- [Source records]:
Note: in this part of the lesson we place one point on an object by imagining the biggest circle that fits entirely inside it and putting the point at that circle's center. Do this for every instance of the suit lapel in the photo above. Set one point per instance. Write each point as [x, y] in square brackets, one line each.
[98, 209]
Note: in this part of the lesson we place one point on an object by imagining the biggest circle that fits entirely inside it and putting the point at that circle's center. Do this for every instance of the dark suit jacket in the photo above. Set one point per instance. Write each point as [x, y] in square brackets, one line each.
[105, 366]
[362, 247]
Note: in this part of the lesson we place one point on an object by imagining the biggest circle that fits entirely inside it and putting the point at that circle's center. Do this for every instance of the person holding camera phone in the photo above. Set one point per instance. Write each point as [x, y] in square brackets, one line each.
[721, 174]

- [Exercise directions]: Every line above is to be transcribed exactly, with nothing missed.

- [Solution]:
Note: in this part of the lesson we place one point on an object by imagining the biggest circle that fits entirely inside it and putting the point at that circle's center. Do this for every instance of the suit lapel in the photo above. Set one point per instance. Write each point as [x, y] in square brackets, one line each.
[98, 209]
Note: in this part of the lesson we place one point on an object by imagining the biggest circle that fits entirely inside it and putting the point at that circle's center. Do this for every instance of the dark suit jacket in the photo above. Set one point per instance. Write each point as [x, y] in square brackets, one line each.
[105, 366]
[362, 247]
Note: in this part of the lesson we place one point on an object by imagining the biggest circle that fits entirely inside it and putting the point at that circle's center. Do this for every instance of the person holding camera phone in the photo above. Set one point per instance. Write each point as [x, y] in square brackets, one line each.
[721, 174]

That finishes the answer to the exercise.